Picture shape labeling material
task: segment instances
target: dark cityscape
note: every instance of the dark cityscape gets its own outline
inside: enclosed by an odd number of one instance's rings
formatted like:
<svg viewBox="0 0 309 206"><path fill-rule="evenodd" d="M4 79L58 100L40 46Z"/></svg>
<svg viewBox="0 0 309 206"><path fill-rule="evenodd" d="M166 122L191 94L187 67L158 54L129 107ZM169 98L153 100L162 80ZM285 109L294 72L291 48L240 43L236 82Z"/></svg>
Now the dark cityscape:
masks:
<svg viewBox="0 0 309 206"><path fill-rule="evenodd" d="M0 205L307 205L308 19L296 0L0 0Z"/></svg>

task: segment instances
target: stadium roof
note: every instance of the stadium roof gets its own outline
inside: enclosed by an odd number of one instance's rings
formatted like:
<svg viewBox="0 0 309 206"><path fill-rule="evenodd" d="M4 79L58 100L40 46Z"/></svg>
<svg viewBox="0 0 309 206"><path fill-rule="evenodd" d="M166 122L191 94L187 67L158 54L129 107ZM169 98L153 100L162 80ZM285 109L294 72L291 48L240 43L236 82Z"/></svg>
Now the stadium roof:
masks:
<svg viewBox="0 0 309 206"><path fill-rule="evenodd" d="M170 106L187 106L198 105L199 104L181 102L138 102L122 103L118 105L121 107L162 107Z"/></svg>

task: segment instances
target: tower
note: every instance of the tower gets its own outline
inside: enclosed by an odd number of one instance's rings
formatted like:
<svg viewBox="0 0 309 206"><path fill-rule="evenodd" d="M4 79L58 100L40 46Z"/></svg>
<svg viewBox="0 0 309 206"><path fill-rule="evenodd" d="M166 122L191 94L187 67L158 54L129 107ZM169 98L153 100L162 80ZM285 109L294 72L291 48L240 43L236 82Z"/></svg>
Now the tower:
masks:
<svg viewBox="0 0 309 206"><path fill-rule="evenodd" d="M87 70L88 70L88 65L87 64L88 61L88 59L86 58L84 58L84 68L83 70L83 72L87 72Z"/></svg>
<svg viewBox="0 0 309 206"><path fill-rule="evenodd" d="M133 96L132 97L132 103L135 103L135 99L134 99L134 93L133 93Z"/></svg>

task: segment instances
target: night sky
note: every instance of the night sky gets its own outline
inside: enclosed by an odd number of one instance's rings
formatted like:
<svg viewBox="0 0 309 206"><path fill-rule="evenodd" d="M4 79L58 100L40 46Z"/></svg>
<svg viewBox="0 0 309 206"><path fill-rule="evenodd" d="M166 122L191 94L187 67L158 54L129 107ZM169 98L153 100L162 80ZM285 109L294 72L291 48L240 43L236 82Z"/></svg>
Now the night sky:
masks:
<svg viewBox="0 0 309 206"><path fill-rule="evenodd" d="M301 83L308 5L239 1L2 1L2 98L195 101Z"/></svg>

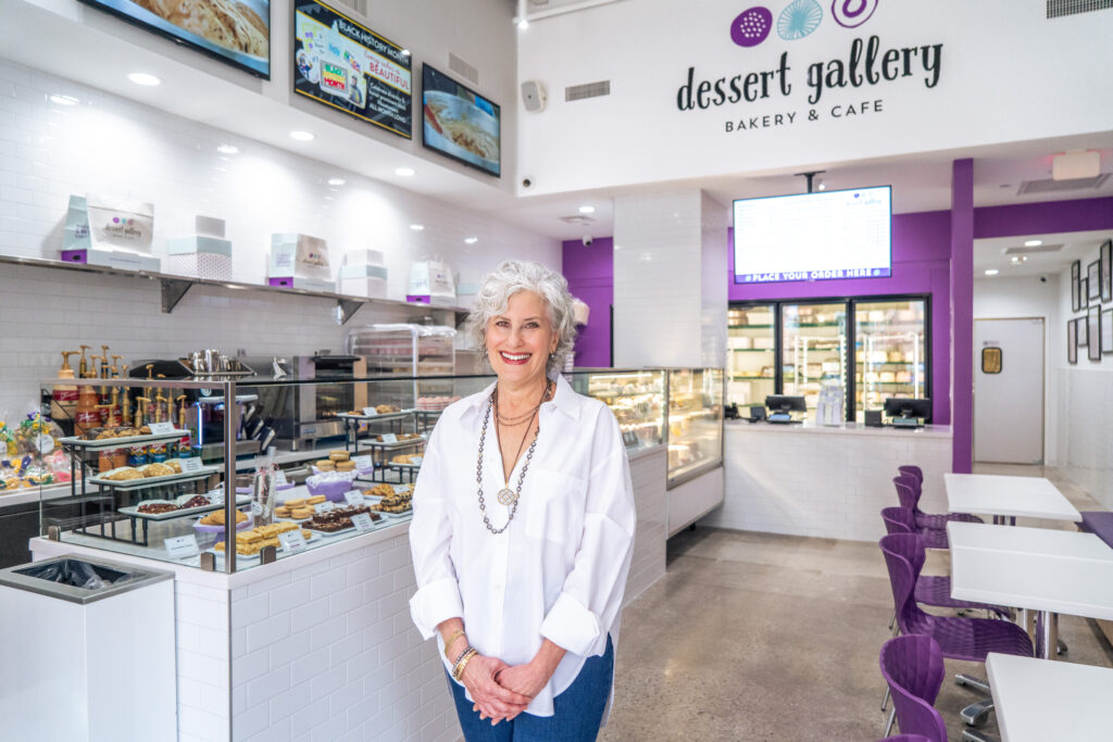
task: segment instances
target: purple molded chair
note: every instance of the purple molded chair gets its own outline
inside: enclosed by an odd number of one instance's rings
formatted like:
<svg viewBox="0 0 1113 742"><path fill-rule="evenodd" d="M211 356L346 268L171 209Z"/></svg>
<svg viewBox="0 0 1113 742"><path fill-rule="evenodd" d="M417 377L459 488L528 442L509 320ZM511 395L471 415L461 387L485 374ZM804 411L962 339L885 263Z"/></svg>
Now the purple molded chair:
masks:
<svg viewBox="0 0 1113 742"><path fill-rule="evenodd" d="M947 523L958 521L961 523L985 523L982 518L969 513L925 513L919 509L919 498L924 494L924 472L913 464L898 466L899 476L893 479L897 488L897 498L900 507L910 507L916 518L916 526L920 528L934 528L945 531Z"/></svg>
<svg viewBox="0 0 1113 742"><path fill-rule="evenodd" d="M938 642L923 635L890 639L881 646L880 665L902 732L890 742L947 742L947 725L934 705L946 674ZM986 739L973 731L963 734L963 740Z"/></svg>
<svg viewBox="0 0 1113 742"><path fill-rule="evenodd" d="M1032 656L1032 640L1016 624L993 619L934 616L919 609L915 600L915 585L922 566L917 562L917 554L923 553L923 548L915 534L889 534L883 536L878 545L885 554L889 585L893 588L893 605L902 634L934 637L939 643L943 656L952 660L985 662L985 655L989 652ZM959 685L989 691L988 685L967 675L956 675L955 680ZM981 701L964 709L962 716L967 724L975 724L984 720L992 709L992 700Z"/></svg>
<svg viewBox="0 0 1113 742"><path fill-rule="evenodd" d="M916 526L916 514L910 507L886 507L881 509L886 533L914 533L924 540L927 548L949 548L947 532Z"/></svg>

Task directions
From the start of the material up to and including the line with "106L187 106L198 105L199", change "stadium roof" to "arena canopy" and give those lines again with nothing else altered.

Task answer
task: segment instances
target: dark cityscape
note: every instance of the dark cityscape gets its own outline
inside: enclosed by an odd number of one instance's rings
formatted like:
<svg viewBox="0 0 309 206"><path fill-rule="evenodd" d="M4 79L58 100L40 46Z"/></svg>
<svg viewBox="0 0 309 206"><path fill-rule="evenodd" d="M166 122L191 94L187 67L158 54L129 107ZM169 98L153 100L162 80ZM285 109L294 72L291 48L240 43L236 82Z"/></svg>
Now the dark cityscape:
masks:
<svg viewBox="0 0 309 206"><path fill-rule="evenodd" d="M0 205L307 205L308 19L296 0L0 0Z"/></svg>

task: segment instances
target: arena canopy
note: every instance of the arena canopy gets its own outline
inside: enclosed by an odd number of one instance's rings
formatted like:
<svg viewBox="0 0 309 206"><path fill-rule="evenodd" d="M4 79L58 100L40 46Z"/></svg>
<svg viewBox="0 0 309 206"><path fill-rule="evenodd" d="M166 122L191 94L187 67L158 54L129 107ZM169 98L153 100L162 80ZM285 109L294 72L291 48L240 43L236 82Z"/></svg>
Now the arena canopy:
masks:
<svg viewBox="0 0 309 206"><path fill-rule="evenodd" d="M170 106L187 106L198 105L199 104L181 102L138 102L122 103L118 105L121 107L162 107Z"/></svg>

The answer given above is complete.